● ABOUT THIS EXERCISE
Every record below, from the first line to the last, is to be set down again exactly.

● RECORDS SHOWN
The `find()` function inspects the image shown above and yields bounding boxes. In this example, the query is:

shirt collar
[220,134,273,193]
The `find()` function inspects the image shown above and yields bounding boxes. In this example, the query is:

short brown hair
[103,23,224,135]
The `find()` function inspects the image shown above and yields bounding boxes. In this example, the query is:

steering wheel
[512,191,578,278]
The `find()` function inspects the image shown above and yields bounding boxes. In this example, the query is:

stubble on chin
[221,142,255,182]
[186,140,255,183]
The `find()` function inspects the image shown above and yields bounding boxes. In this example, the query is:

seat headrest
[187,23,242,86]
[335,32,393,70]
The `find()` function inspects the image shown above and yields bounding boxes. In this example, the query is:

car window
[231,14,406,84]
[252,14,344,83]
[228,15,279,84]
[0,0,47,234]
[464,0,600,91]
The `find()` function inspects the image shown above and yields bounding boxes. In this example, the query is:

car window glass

● RESULT
The `find()` function inspects the image shown above and yields bounding boxes. In this example, the query is:

shirt collar
[220,134,273,193]
The `find()` function inspects the image shown above and yields bounding boxes. In this example, the query is:

short brown hair
[103,23,224,135]
The `find()` function inspects the image shown above and yields bounding boxes. In this example, the query is:

steering wheel
[512,191,578,278]
The `find()` function inspects the image shown above and yields bounding boxes. In this example, the query is:

stubble on chin
[221,142,255,182]
[186,140,255,183]
The `find()` function inspects the image shown above and yields bounding boxes. In this example, the query is:

seat headrest
[187,23,242,86]
[335,32,393,70]
The `find()` function inspects the image shown above and yields bounding boxes. In this example, the query is:

car window
[231,14,406,84]
[252,14,344,83]
[228,15,279,84]
[0,0,47,234]
[464,0,600,91]
The `find()` function inspects the image shown above and yields bounding boxes. In this example, the query is:

car window glass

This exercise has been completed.